**TASK DETAILS**
Starting at the line with "the white swimbait", set down each line of the entries below through the last one, exactly as it stands.

**DATA UNDER STUDY**
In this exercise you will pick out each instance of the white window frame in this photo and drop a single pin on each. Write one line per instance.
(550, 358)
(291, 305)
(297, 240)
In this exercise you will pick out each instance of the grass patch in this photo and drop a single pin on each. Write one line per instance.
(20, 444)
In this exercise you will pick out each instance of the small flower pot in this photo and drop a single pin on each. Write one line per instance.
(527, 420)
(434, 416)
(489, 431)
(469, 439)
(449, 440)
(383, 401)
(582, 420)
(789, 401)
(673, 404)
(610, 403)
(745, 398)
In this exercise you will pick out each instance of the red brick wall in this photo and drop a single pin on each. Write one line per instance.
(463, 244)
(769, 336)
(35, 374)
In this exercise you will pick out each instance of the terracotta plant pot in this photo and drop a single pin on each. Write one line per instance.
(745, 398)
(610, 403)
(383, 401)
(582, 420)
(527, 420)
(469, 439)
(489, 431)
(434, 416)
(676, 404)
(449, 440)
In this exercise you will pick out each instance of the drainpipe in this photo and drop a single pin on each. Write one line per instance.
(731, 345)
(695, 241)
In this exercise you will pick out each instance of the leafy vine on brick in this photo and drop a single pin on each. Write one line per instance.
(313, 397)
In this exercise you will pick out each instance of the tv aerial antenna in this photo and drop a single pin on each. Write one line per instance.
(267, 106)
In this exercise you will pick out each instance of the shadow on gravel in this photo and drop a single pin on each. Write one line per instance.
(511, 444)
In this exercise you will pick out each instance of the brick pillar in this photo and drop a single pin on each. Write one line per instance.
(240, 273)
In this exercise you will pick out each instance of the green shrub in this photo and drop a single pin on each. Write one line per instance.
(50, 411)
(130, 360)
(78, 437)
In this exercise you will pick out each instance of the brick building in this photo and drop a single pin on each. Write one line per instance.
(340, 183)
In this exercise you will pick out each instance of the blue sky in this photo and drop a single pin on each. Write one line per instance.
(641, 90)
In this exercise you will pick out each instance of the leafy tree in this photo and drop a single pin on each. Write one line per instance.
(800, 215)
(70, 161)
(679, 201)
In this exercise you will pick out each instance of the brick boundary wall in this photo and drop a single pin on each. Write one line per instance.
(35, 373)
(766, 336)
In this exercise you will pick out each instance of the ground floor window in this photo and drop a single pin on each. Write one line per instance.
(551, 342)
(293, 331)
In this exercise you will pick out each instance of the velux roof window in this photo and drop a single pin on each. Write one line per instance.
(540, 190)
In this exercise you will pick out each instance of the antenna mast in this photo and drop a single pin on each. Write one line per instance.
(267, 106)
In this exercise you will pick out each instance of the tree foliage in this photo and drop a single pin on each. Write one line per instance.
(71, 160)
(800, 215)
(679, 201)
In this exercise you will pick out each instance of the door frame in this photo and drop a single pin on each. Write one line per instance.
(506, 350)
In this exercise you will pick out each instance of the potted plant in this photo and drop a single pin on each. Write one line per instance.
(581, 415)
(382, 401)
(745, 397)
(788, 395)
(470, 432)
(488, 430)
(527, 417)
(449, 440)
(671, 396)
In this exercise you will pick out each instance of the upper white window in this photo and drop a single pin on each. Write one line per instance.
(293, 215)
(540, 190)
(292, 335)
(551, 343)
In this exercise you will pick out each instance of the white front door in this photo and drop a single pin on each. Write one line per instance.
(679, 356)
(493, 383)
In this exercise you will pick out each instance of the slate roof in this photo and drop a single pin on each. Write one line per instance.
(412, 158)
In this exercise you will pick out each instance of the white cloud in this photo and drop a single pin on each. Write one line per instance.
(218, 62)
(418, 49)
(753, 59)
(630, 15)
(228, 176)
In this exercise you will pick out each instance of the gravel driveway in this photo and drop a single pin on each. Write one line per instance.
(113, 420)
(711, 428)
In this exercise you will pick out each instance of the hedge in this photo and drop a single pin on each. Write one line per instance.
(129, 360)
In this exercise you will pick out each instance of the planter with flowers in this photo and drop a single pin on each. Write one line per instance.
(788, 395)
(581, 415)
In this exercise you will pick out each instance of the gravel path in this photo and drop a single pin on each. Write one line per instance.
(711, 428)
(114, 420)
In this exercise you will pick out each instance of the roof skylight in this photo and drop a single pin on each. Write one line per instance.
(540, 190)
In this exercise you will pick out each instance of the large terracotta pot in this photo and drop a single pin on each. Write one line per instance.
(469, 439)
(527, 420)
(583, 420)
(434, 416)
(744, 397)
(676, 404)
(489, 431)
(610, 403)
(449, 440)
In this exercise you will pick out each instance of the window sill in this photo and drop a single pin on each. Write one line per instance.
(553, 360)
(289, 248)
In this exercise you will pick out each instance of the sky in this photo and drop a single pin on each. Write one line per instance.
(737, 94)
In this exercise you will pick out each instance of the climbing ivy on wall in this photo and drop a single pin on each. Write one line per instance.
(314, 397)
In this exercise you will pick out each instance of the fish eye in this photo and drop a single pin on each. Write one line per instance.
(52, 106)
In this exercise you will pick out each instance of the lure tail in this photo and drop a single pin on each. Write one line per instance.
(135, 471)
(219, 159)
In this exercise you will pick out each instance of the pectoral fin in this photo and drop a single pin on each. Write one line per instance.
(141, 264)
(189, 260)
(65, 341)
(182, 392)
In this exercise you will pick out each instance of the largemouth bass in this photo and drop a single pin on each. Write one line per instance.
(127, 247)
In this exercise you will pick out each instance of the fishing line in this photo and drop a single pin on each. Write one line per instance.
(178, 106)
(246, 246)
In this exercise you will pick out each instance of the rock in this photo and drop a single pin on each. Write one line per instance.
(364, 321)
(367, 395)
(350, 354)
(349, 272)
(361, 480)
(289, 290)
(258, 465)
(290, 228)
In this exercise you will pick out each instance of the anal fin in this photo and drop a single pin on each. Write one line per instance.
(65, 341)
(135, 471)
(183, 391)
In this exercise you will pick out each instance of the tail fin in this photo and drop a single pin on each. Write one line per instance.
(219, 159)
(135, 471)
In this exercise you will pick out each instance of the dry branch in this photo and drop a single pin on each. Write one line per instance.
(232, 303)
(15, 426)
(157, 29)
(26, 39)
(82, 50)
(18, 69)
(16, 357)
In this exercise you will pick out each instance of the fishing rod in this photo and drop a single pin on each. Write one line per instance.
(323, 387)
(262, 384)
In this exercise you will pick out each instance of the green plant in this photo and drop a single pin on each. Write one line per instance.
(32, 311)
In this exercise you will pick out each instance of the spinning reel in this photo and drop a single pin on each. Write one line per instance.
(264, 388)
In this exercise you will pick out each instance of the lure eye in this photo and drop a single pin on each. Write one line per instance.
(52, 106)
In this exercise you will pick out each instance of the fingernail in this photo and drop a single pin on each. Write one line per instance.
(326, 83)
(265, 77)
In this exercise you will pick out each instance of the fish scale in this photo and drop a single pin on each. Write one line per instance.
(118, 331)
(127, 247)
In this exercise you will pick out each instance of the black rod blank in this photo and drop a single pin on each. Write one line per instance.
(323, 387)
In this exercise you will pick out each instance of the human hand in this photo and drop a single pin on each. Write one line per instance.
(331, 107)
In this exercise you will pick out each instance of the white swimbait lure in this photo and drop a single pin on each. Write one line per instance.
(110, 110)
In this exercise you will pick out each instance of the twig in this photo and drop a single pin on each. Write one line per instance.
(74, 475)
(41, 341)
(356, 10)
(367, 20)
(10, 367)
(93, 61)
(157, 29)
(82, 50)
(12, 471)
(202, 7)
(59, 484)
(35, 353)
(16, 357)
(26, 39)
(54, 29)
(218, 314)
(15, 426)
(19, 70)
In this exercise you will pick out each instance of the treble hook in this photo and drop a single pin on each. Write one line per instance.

**REPLY TO THE TASK**
In this exercise you will pick out each instance of the white swimbait lure in this photo and drop a single pin on each. Write one line per instance.
(110, 110)
In this exercise you will pick out each instance of the twig in this photo and drop a single pin on each. Write one line per instance.
(74, 475)
(41, 341)
(356, 10)
(367, 20)
(10, 367)
(93, 61)
(157, 29)
(82, 50)
(12, 471)
(202, 7)
(59, 484)
(35, 353)
(16, 357)
(26, 39)
(54, 29)
(218, 314)
(15, 426)
(19, 70)
In this exercise you will pick out each instance of the treble hook in this photo and drop a single pin on each. Write one line per instance.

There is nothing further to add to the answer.